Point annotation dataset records
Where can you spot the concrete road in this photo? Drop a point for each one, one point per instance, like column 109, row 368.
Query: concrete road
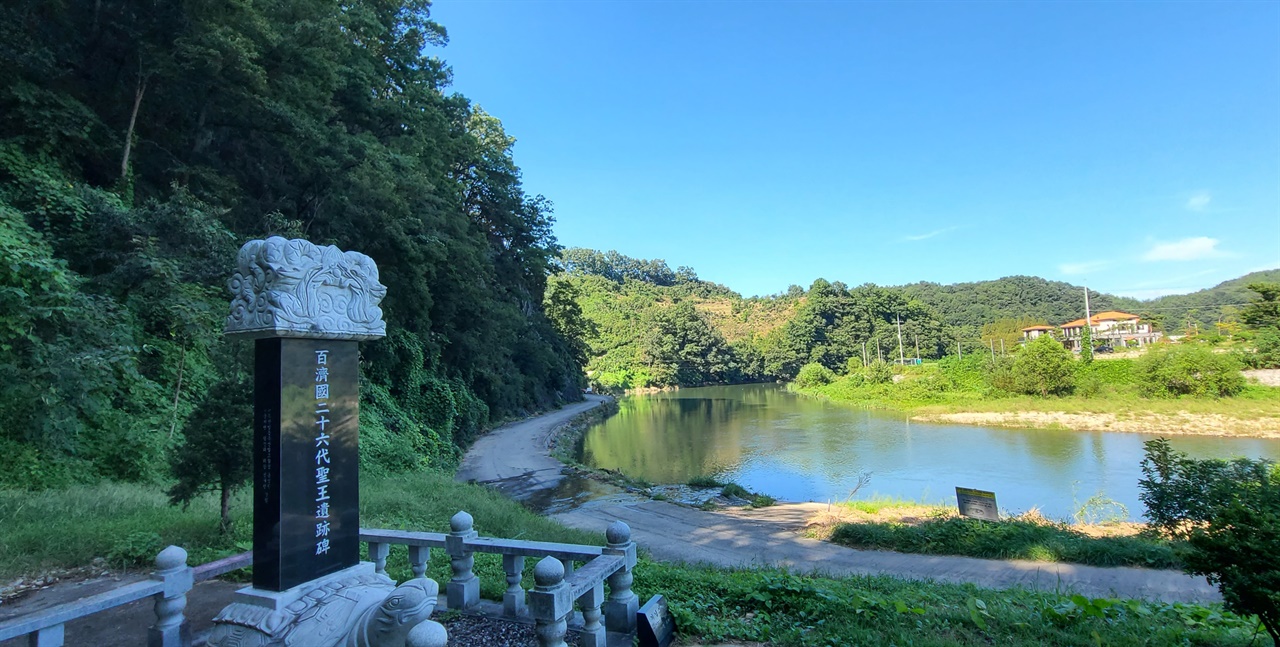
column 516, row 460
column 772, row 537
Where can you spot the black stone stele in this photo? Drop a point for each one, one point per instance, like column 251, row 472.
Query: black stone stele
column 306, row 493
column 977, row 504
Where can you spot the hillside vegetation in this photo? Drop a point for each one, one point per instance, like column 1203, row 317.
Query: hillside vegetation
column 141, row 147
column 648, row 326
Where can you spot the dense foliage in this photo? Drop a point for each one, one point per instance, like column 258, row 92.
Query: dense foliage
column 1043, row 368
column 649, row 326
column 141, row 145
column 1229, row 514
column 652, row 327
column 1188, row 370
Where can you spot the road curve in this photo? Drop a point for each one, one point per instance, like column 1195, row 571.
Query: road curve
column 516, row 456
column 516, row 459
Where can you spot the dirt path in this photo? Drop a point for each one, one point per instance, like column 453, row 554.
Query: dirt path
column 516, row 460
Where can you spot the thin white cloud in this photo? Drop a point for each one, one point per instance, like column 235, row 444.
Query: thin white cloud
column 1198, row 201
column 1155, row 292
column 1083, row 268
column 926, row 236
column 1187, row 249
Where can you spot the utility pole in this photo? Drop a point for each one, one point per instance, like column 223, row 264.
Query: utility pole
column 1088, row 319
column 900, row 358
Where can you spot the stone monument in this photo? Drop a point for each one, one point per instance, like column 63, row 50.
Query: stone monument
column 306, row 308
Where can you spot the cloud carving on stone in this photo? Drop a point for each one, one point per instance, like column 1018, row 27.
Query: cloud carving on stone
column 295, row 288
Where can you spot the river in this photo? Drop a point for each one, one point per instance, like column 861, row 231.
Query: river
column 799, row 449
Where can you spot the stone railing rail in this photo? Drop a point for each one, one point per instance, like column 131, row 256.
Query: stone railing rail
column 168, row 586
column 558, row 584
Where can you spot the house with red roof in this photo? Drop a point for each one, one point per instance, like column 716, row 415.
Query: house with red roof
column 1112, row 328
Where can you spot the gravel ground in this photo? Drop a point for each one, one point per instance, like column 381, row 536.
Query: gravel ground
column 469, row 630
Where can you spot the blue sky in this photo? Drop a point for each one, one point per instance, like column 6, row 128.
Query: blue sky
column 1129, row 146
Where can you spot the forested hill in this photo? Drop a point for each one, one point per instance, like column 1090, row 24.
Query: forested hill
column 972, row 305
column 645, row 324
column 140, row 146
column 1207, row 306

# Problem
Copy the whole listing above word for word, leaving out the picture.

# Solution for this problem
Where can you spot the concrete road in this photo? Drop a point for each one, one point per instance, like column 109, row 368.
Query: concrete road
column 516, row 460
column 772, row 537
Where can you spot the black stone stele in this photo? Drop a point for each one, one point per instance, like column 251, row 472.
Query: black stone stele
column 306, row 493
column 977, row 504
Where can you spot the hillside vegetation in this photo? Drop a point for each one, one point per instance, like column 1203, row 317.
Query: hillside vegetation
column 141, row 147
column 648, row 326
Where can you spot the dense foliage in this photo? Drop a point for each one, one point per instance, like column 258, row 92.
Query: dense foliage
column 1043, row 368
column 649, row 326
column 141, row 145
column 1229, row 514
column 652, row 327
column 1188, row 370
Where can you spot the road curve in this photo? Drop a point for each one, one point per instance, like column 1195, row 571.
Query: road curve
column 516, row 456
column 516, row 459
Where can you spot the dirt path in this photo? Drop a point for each one, one point per instance, like column 453, row 554.
Query: dirt path
column 516, row 460
Where can you spot the thin white cloud in this photo? Drop a point for each one, one point per instance, like column 235, row 444.
Query: thin white cloud
column 1198, row 201
column 1155, row 292
column 1083, row 268
column 926, row 236
column 1187, row 249
Where can you spot the utility pole in this photo? Drop a point for each one, one point per instance, like column 223, row 264.
Query: utility pole
column 1088, row 319
column 900, row 358
Where can you spot the stone monument in this photo? Drop a point for each one, one point per instance, like column 63, row 50.
Query: stone monument
column 306, row 308
Where can you spot the cloud carving on stone in this photo? Drop a point for each one, one point per instance, like column 1018, row 27.
Query: cloud carving on stone
column 295, row 288
Where can you spot the river in this photo? Drop a point for each one, one point per instance, like column 861, row 231.
Query: river
column 799, row 449
Where can you spot the stone railing rail in this photo? Drop a point for each one, one point per instance, like column 131, row 256.
Query: stone railing rail
column 168, row 586
column 558, row 584
Where can you spot the house with red roof in this photo? Drop a point for each one, one point per instance, like column 716, row 415.
Query: house with red roof
column 1112, row 328
Where can you spot the gravel ground in this photo? Drop a point for each one, one point per instance, like column 381, row 536.
Query: gravel ground
column 469, row 630
Where can you spot the blue sky in this photo? Drop a point for each one, one point per instance, like column 6, row 128.
Query: blue sky
column 1129, row 146
Where can you spot the forested hill in this photo? Drop a point for each one, one point per instance, like column 1090, row 24.
Query: forested hill
column 972, row 305
column 645, row 324
column 140, row 146
column 1207, row 306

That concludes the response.